Task
Write out all the lines below again, requests included, adding 147 to every vertex coordinate in the answers. Leave the pictures out.

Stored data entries
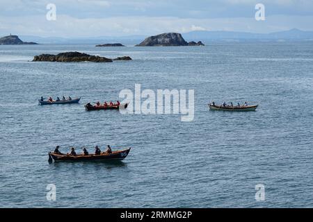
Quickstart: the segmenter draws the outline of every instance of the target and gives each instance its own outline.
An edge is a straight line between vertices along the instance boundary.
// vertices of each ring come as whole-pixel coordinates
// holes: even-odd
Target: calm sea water
[[[134,60],[31,62],[78,51]],[[195,119],[86,112],[121,89],[194,89]],[[82,96],[40,106],[40,96]],[[211,43],[204,47],[0,46],[0,207],[313,206],[313,43]],[[257,103],[209,111],[211,101]],[[132,148],[122,162],[49,164],[60,145]],[[78,151],[80,151],[79,149]],[[48,184],[56,200],[46,199]],[[265,186],[256,201],[255,186]]]

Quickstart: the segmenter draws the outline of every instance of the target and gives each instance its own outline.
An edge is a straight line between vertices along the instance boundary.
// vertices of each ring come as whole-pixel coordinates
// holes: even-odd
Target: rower
[[[60,148],[60,146],[56,146],[56,148],[54,149],[54,153],[56,153],[56,154],[59,154],[59,155],[62,154],[62,153],[60,152],[60,151],[58,150],[59,148]]]
[[[85,147],[83,148],[83,152],[84,155],[89,155],[88,151],[87,151],[87,150]]]
[[[110,145],[108,145],[108,148],[106,149],[106,153],[112,153],[112,150],[111,149]]]
[[[77,155],[76,152],[75,152],[75,148],[74,147],[71,148],[71,153],[72,155]]]
[[[100,155],[101,154],[101,150],[99,148],[99,146],[96,146],[95,148],[95,155]]]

Exercise output
Quickstart: the segmenter draws the outline of every instance of the target and gives each instance its own outline.
An edge is a straight line between vertices along the instance boundary.
// vertices of each ring come as whole-pixel coordinates
// holes: even-odd
Target: calm sea water
[[[281,207],[178,209],[225,198]],[[342,266],[233,259],[268,236],[341,236]],[[229,243],[187,253],[187,243]],[[358,190],[351,194],[147,193],[147,354],[460,353],[460,190]],[[404,250],[356,258],[358,248]],[[279,295],[269,309],[196,311],[207,292]],[[225,298],[227,298],[226,296]],[[195,331],[203,347],[193,346]],[[412,333],[403,348],[402,333]]]

Quickstart: the segmenter draws the outline of every instance of the target and gives each instance its own outline.
An edge is a straight line between vertices along the instance boundary.
// vertices of each ring come as whole-pixel coordinates
// holes: even-odd
Target: rower
[[[207,295],[207,293],[203,293],[203,295],[201,296],[201,300],[203,300],[203,301],[206,301],[206,302],[209,301],[209,300],[207,299],[207,298],[205,297],[206,295]]]
[[[232,294],[230,295],[230,299],[231,302],[236,302],[235,298],[234,298],[234,297]]]
[[[257,292],[255,292],[255,295],[253,296],[253,300],[259,300],[259,297],[258,296]]]
[[[224,302],[223,299],[222,299],[222,295],[221,294],[218,295],[218,300],[219,302]]]
[[[247,302],[248,301],[248,297],[246,295],[246,293],[243,293],[242,295],[242,302]]]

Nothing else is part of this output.